- [Text shown]:
☆ ☆ ☆

And, that’s where it gets interesting for North Oakland voters, whose communities have opted out of previous county-wide transportation operations and have set up their own, like Independence Township and the communities NOTA (North Oakland Transportation Authority) serves (Oxford, Addison, Orion). If the densely populated southern part of the county all vote for raising taxes to the less-densely populated north – even if you 100 percent vote against — you guys are on the hook. There is no opting out now.
A month ago, former Independence Township Supervisor Pat Kittle, told me he thought the new idea was a money grab.
Groveland Township Supervisor Bob DePalma told our Citizen newspaper he strongly opposes the millage. “We will be completely a donor with absolutely no benefit and no option to get out. This is being pushed through by the (Oakland) county commissioners, but not all of them. We are not going to get diddly-squat out of this. They are going to tax our residents almost the same amount that we pay to run the whole township. It’s going to go to mass transit and we are going to get nothing. If you look at .95 mills for the average home in the township, that’s going to be about $120 (on an average home) a year tax increase . . I don’t like this, I don’t agree with it, they won’t give us an opt out, but we are going to get this jammed down our throats.”
Addison Township Bruce Pearson told me, “I am not really happy about it,” adding he fears if the millage passes the county may have control over the locally operated NOTA. “We don’t want them to get their hands on it. NOTA has the best service of any of the transportation services. “We already pay for the Detroit Institute of Arts, the Detroit Zoo and they couldn’t get the Regional Transit Authority passed so it looks like they’re going around the taxpayers.”
With a few tactfully used cuss words, when I asked Oxford Township Supervisor Jack Curtis about the millage proposal a while back, he was also not in favor. “This would be a tax on North Oakland County to help Wayne County. Our economy flourished and our towns are growing. Employment is good up here, we don’t need this. I can’t say it enough. The ones who want this don’t pay any damn taxes. With this we’re buying someone a ride to work just because we bought our homes. Bottom line is, let’s tax the ones who would benefit from this, the non profits, the hospitals, the government non taxing entities. What they want is nothing more than a revitalized bus route. Let them support the damn thing. Not us. Our NOTA serves our community. That’s why we voted for our millage. This thing is not something I want.”

☆ ☆ ☆

- [Problems to work on]:
1. In the text on the North Oakland transit millage, what yearly tax increase does Groveland Township Supervisor Bob DePalma estimate for an average home?
2. Pick up the text on the North Oakland transit millage after its last sentence and continue it.

- [Record set]:
☆ ☆ ☆

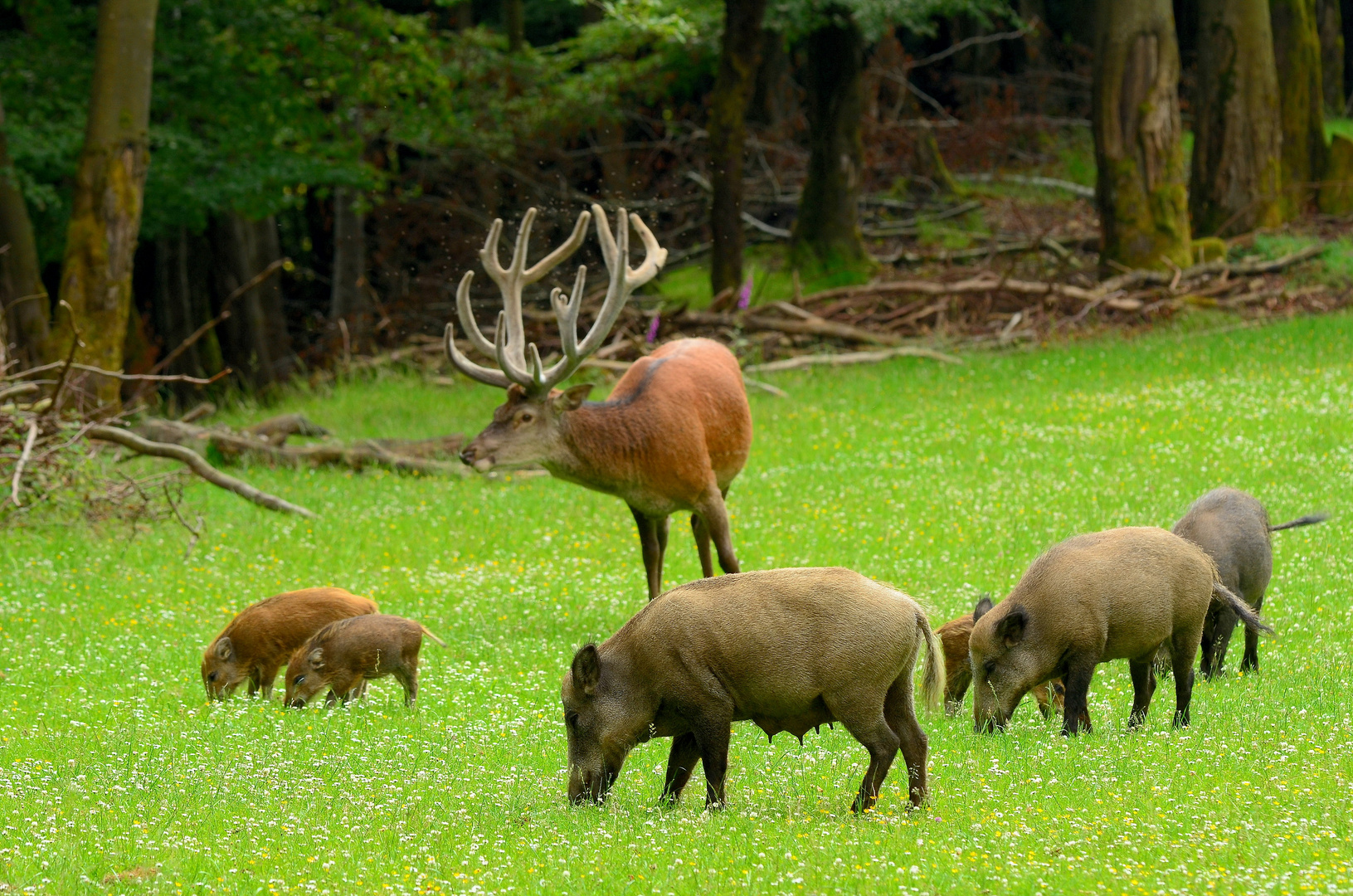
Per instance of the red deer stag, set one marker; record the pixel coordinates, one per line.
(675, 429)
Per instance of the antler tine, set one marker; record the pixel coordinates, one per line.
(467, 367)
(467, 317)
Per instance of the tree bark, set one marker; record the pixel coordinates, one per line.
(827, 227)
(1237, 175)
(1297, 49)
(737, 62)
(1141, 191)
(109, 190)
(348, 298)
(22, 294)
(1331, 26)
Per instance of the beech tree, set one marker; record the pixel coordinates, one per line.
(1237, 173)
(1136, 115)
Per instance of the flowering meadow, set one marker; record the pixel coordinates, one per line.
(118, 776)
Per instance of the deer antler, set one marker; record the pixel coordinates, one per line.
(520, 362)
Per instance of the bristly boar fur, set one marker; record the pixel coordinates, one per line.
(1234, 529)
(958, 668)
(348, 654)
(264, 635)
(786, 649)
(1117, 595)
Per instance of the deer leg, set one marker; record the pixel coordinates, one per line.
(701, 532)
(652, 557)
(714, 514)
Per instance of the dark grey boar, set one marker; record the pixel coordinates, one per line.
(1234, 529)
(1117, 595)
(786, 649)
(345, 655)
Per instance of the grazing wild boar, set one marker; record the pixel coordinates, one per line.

☆ ☆ ☆

- [Answers to this exercise]:
1. About $120 a year.

2.
The wording of the proposal on the Nov. 8 ballot reads: A proposal to authorize Oakland County to levy a millage for the purpose of funding public transportation services in Oakland County, including operating, maintaining, improving, and expanding transit services, creating and expanding new fixed routes for bus service connecting local communities, expanding transportation services for seniors, veterans, and people with disabilities, and providing transportation to get employees to jobs, patients to healthcare, students to colleges and universities, for the general public to have more transportation options, and for related purposes authorized by law. This millage would be levied at a maximum rate of .95 mills (95 cents per $1,000 in taxable value) for a period of 10 years beginning in 2022 and ending in 2031. This millage would replace an expiring millage levied by the Oakland County Public Transportation Authority supporting the Suburban Mobility Authority for Regional Transportation (SMART), and fund replacement of other local public transportation millages.”
What do you think, North Oakland? Everything sounds good in theory, do you believe a re-imagined, county-maintained transit system is what you want, or do you think it’s just gonna be “jammed down” your throats?